# [What you are asked to do]
From the line with "Where can the man in" down to the final line of the material below, quote every line exactly and leave out all lines before it.

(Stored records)
::::

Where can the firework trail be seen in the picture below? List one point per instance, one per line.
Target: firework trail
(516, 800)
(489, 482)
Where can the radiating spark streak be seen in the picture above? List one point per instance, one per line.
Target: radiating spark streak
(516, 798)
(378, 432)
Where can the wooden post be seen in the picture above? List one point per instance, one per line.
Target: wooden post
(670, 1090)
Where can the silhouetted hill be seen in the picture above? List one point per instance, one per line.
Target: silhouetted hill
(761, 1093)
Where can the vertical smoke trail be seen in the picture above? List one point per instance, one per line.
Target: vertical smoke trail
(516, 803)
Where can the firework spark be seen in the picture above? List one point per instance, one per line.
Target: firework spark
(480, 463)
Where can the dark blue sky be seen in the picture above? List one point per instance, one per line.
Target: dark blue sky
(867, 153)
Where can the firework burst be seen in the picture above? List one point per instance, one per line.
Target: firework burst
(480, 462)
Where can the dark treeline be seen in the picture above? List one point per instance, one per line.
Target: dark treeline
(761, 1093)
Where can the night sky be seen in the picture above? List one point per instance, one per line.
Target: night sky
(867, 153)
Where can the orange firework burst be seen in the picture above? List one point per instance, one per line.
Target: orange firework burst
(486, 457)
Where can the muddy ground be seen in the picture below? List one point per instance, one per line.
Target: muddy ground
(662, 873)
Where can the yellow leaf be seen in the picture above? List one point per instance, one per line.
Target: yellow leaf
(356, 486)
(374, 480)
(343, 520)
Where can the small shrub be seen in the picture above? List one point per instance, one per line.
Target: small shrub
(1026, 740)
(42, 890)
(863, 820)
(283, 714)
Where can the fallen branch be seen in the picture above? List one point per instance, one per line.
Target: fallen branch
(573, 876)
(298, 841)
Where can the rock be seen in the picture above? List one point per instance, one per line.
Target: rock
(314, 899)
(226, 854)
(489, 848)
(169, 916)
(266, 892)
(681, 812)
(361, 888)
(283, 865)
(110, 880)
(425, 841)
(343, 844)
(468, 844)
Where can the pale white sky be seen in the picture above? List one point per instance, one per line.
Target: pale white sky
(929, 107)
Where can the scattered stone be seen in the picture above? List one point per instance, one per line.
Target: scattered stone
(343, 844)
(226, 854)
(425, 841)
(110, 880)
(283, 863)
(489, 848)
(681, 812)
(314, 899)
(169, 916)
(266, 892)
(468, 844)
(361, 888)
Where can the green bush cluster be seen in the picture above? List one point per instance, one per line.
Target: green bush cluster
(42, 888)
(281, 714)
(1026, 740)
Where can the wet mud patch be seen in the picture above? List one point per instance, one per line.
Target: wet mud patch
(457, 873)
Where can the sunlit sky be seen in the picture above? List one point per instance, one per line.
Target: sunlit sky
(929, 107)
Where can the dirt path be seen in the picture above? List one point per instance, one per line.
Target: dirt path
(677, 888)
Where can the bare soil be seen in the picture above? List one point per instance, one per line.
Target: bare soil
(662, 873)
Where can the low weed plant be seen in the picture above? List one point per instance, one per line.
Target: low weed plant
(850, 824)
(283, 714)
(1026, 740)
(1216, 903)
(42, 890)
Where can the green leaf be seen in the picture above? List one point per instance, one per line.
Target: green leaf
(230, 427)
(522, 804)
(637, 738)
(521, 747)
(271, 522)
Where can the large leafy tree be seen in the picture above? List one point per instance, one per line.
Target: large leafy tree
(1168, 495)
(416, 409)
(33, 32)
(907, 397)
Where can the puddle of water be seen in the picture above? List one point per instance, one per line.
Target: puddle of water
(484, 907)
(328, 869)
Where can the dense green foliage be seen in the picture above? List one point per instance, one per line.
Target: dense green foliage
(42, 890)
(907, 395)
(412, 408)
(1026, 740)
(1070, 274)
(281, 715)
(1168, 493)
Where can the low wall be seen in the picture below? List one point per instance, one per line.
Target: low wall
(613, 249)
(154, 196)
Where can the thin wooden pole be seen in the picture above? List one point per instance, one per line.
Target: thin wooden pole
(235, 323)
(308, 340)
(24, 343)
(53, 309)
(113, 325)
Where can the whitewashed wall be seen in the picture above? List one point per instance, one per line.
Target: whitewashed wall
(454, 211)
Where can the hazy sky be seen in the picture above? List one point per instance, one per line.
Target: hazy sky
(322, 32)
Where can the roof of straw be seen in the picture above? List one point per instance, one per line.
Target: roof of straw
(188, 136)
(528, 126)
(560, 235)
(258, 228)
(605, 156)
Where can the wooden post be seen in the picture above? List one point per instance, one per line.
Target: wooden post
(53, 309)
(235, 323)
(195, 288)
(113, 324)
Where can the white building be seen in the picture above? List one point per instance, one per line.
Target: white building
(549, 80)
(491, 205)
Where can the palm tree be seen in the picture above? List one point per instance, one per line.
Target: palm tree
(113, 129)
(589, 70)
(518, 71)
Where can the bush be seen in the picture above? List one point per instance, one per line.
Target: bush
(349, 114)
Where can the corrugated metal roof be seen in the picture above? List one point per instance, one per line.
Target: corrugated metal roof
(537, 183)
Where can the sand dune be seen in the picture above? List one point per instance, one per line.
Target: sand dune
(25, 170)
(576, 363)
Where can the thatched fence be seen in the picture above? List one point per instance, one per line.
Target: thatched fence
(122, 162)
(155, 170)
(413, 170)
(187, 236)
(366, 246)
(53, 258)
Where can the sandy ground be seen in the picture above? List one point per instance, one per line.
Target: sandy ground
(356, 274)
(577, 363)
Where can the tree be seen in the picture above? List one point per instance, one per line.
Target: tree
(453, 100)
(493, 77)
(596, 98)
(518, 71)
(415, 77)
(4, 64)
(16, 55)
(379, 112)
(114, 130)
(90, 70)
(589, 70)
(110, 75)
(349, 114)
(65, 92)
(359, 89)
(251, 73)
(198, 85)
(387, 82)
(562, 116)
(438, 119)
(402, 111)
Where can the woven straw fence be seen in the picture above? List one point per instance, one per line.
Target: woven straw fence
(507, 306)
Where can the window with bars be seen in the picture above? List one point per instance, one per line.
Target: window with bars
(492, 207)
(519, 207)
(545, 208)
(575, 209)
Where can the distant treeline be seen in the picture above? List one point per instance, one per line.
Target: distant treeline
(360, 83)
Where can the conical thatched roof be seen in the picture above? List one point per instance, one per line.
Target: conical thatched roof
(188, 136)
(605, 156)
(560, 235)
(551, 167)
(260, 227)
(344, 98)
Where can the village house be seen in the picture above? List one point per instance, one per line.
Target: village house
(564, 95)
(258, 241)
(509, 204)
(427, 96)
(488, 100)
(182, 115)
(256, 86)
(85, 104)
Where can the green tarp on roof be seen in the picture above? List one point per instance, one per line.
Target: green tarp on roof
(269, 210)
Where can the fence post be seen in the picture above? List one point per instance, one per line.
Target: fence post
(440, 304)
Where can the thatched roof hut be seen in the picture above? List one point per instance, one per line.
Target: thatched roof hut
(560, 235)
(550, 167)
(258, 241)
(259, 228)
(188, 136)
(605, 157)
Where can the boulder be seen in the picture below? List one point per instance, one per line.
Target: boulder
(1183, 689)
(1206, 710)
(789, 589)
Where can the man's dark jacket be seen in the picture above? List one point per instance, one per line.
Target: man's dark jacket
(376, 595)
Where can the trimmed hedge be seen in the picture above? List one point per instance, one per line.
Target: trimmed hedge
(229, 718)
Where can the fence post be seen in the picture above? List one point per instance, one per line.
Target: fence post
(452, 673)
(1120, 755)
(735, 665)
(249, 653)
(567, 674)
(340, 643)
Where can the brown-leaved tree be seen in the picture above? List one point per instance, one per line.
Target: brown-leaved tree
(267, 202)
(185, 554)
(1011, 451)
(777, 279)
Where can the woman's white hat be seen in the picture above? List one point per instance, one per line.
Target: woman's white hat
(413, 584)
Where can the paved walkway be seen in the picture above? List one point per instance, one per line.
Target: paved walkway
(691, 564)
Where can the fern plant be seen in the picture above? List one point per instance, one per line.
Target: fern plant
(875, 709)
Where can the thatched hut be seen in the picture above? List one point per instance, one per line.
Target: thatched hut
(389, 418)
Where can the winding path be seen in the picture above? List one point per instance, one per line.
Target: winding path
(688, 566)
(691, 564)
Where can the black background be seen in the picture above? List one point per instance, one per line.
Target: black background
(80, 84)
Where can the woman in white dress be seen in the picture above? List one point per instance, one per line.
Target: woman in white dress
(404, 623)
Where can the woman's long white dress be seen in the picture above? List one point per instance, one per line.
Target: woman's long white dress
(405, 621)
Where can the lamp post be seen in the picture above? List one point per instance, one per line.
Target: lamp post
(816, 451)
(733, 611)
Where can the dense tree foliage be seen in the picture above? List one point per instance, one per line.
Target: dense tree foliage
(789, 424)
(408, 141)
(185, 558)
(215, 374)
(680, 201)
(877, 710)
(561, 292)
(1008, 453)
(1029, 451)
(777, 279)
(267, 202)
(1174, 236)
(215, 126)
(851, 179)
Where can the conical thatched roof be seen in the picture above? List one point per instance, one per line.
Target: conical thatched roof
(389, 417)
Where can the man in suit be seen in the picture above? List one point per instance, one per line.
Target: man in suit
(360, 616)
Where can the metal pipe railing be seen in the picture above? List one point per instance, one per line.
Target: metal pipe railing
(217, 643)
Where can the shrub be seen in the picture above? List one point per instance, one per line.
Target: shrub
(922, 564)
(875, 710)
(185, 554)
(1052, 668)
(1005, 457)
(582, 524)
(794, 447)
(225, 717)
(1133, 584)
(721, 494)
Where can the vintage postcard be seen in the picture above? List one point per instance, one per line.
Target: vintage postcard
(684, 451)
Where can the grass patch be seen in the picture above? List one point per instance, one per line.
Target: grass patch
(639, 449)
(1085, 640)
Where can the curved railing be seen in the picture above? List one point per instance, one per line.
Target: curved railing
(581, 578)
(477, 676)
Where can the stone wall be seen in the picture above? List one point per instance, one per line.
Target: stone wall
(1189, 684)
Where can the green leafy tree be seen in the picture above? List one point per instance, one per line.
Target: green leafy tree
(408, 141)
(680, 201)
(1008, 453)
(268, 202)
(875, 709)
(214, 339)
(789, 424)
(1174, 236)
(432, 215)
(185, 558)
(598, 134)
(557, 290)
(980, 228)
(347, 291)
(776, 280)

::::

# [Response to the exercise]
Where can the man in suit be seen in the picture above? List one point per instance, one per line.
Target: man in suit
(360, 616)
Where can the metal pipe railing be seen in the picture above? List one point per instance, one per line.
Target: metal pipe railing
(217, 643)
Where can the shrub be seen in the picture above? List one point per instance, one per line.
Target: shrub
(922, 564)
(875, 710)
(185, 554)
(1052, 668)
(1005, 457)
(582, 524)
(794, 447)
(225, 717)
(1133, 584)
(721, 494)
Where can the vintage postcard be seen in the picture above? List one point per instance, one per line.
Target: vintage postcard
(684, 451)
Where can the grass patch be seen in the picture above? List one point per instance, one per line.
Target: grass patch
(639, 449)
(1085, 640)
Where can the curved railing be seen in the picture above? List one point per instance, one per line.
Target: curved railing
(581, 578)
(477, 676)
Where can the stone wall be seen in the picture above? List one point per instance, one per line.
Target: stone wall
(1189, 684)
Where can the green leafy tree be seen in the picture above? List one point per instance, one per line.
Target: green leafy tree
(408, 141)
(680, 201)
(1008, 453)
(268, 202)
(875, 709)
(214, 339)
(789, 424)
(1174, 236)
(432, 215)
(185, 558)
(598, 134)
(557, 290)
(980, 228)
(347, 291)
(776, 280)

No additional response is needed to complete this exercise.